Identify all lines in the data containing the string "metal". Copy them out.

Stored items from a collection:
________________________

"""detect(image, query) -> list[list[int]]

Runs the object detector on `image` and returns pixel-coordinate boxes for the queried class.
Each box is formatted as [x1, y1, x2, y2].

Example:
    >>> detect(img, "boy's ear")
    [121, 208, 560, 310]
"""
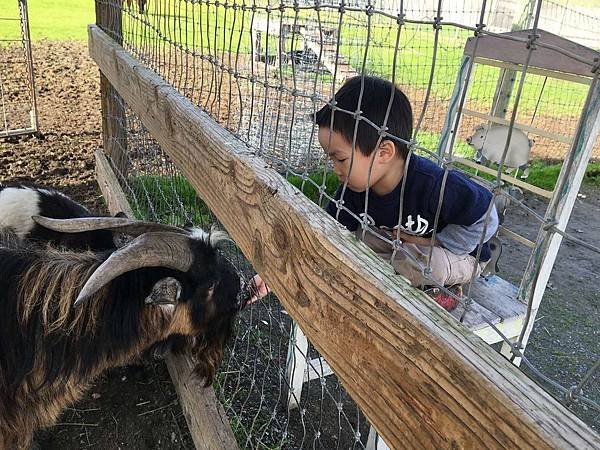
[377, 140, 397, 162]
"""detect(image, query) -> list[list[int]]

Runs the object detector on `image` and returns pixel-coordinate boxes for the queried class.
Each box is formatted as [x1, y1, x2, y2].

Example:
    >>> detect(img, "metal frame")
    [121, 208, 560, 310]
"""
[436, 29, 599, 364]
[0, 0, 38, 138]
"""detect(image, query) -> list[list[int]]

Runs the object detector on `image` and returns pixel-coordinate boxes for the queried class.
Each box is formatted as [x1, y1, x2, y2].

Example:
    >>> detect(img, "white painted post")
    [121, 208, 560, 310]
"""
[436, 55, 473, 161]
[510, 79, 600, 364]
[367, 425, 391, 450]
[285, 321, 309, 410]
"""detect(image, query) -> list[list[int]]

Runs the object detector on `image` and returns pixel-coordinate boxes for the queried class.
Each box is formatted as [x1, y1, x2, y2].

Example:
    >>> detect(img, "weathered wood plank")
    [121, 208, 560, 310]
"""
[95, 149, 239, 450]
[89, 24, 600, 449]
[95, 149, 134, 217]
[472, 276, 525, 321]
[462, 107, 574, 144]
[464, 29, 599, 78]
[166, 353, 239, 450]
[454, 156, 554, 199]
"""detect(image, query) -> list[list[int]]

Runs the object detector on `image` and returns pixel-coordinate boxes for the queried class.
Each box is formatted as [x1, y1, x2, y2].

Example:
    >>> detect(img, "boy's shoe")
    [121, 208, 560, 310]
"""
[424, 284, 463, 312]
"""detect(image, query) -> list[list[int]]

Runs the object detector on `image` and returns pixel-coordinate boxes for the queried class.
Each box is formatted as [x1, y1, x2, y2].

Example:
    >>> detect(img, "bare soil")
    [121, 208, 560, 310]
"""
[1, 40, 598, 448]
[1, 41, 194, 450]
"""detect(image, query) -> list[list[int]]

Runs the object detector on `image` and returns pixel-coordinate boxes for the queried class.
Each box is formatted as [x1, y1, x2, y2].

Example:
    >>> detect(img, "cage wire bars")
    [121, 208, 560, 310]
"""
[96, 0, 600, 446]
[0, 0, 38, 138]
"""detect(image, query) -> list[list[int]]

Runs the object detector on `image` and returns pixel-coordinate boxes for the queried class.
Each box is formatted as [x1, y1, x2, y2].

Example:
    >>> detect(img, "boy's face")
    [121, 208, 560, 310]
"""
[318, 127, 385, 193]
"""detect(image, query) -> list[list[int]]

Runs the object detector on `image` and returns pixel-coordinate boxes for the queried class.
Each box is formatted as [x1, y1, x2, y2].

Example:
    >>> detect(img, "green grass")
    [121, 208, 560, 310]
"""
[1, 0, 590, 119]
[286, 170, 340, 206]
[126, 174, 212, 224]
[0, 0, 94, 42]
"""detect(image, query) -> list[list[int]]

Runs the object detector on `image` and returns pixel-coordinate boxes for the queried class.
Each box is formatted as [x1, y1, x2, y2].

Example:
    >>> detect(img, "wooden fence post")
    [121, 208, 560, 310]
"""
[96, 0, 128, 176]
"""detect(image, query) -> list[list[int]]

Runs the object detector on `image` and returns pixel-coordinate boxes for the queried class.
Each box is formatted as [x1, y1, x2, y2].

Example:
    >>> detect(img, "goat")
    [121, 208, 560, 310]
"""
[0, 217, 242, 450]
[0, 182, 117, 251]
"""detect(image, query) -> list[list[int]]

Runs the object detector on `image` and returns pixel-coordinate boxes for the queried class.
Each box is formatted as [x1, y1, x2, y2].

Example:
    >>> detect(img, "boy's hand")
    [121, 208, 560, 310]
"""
[245, 274, 272, 306]
[393, 229, 436, 247]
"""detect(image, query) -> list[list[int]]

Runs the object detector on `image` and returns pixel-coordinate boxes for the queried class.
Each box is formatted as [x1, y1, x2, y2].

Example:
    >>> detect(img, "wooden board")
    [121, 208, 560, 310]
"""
[474, 57, 593, 86]
[462, 107, 573, 144]
[457, 276, 528, 345]
[464, 29, 599, 78]
[454, 156, 554, 199]
[166, 353, 239, 450]
[95, 150, 239, 450]
[96, 1, 129, 177]
[472, 276, 525, 321]
[89, 25, 600, 449]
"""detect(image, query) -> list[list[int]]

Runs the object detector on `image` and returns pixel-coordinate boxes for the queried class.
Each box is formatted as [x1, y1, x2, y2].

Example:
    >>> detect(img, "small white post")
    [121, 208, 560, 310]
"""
[437, 55, 474, 161]
[285, 321, 309, 410]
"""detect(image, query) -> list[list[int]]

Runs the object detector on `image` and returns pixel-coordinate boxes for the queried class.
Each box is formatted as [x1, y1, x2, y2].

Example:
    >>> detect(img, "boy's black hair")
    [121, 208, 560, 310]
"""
[314, 76, 413, 159]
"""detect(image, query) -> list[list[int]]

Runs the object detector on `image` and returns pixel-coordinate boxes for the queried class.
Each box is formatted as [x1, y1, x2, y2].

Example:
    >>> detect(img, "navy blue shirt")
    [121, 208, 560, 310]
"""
[326, 155, 494, 261]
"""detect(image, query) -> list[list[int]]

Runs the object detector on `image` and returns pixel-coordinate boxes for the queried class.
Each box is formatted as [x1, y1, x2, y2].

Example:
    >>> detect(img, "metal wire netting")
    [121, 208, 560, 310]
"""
[106, 97, 373, 448]
[0, 0, 38, 138]
[96, 0, 600, 446]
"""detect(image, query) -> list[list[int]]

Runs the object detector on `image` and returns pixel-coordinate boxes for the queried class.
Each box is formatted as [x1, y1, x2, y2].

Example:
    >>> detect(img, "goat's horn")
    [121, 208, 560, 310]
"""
[75, 231, 194, 305]
[32, 216, 186, 237]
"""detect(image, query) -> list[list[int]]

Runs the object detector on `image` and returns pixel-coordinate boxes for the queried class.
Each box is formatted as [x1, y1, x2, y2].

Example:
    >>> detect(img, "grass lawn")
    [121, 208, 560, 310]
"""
[3, 0, 590, 117]
[0, 0, 94, 42]
[2, 0, 595, 191]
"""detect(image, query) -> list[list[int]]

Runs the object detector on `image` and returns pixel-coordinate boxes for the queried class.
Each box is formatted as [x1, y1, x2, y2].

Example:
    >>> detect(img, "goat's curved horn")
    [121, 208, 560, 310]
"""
[32, 216, 186, 237]
[75, 231, 194, 305]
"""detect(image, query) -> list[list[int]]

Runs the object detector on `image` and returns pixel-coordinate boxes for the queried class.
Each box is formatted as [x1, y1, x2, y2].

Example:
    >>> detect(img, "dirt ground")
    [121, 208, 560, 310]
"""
[1, 40, 599, 448]
[1, 41, 195, 450]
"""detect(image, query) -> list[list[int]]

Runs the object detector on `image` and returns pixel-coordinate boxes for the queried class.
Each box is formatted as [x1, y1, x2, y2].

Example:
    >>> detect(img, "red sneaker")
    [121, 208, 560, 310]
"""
[425, 285, 463, 312]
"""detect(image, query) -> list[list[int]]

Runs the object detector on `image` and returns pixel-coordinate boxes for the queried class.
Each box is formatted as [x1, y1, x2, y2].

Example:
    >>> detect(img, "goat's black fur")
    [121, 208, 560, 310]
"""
[0, 231, 240, 449]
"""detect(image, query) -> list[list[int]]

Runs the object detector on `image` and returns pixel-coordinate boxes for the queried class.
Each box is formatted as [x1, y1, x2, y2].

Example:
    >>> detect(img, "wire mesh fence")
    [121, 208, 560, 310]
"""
[96, 0, 600, 445]
[107, 98, 374, 448]
[0, 0, 38, 138]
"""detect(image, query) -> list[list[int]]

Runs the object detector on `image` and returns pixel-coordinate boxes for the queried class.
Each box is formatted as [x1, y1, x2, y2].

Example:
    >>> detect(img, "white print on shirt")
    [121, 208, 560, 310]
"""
[359, 212, 376, 227]
[362, 213, 432, 236]
[401, 214, 430, 235]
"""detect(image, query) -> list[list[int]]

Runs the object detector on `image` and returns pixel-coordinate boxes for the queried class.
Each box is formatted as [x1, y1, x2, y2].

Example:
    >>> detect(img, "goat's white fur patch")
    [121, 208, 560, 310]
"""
[0, 187, 40, 239]
[188, 227, 210, 242]
[188, 227, 230, 247]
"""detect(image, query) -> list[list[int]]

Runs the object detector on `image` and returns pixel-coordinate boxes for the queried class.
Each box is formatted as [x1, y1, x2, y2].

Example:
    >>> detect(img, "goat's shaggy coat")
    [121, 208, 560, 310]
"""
[0, 182, 115, 250]
[0, 230, 241, 450]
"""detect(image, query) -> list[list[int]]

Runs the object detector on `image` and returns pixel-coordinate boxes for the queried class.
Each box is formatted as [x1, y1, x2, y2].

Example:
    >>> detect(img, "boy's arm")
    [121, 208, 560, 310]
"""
[433, 173, 499, 254]
[436, 206, 499, 254]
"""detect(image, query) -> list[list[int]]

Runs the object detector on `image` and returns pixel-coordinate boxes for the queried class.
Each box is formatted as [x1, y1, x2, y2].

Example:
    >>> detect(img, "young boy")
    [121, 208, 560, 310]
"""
[316, 75, 498, 310]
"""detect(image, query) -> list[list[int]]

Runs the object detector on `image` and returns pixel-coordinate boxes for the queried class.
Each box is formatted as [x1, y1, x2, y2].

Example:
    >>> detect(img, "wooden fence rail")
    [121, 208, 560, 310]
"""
[89, 24, 600, 449]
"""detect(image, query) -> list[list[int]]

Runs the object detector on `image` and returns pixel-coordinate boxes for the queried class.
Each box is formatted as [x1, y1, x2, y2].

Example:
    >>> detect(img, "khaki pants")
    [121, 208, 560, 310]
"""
[356, 229, 483, 288]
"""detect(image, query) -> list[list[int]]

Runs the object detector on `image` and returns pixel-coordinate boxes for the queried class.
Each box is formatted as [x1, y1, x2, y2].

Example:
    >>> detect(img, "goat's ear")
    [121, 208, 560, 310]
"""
[145, 277, 183, 306]
[114, 211, 128, 219]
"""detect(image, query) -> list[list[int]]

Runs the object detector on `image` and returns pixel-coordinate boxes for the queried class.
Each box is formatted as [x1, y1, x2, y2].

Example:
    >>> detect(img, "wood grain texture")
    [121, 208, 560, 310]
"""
[95, 148, 239, 450]
[166, 354, 239, 450]
[89, 25, 600, 449]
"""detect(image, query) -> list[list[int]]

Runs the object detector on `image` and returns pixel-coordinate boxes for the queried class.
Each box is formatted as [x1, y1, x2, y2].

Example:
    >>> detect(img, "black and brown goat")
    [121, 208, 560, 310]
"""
[0, 217, 242, 450]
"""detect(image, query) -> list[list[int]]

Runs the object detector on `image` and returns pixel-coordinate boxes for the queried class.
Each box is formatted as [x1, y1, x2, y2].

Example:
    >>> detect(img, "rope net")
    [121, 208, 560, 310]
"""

________________________

Your response:
    >>> detect(img, "metal frame")
    >>> detect(img, "metal wire netting")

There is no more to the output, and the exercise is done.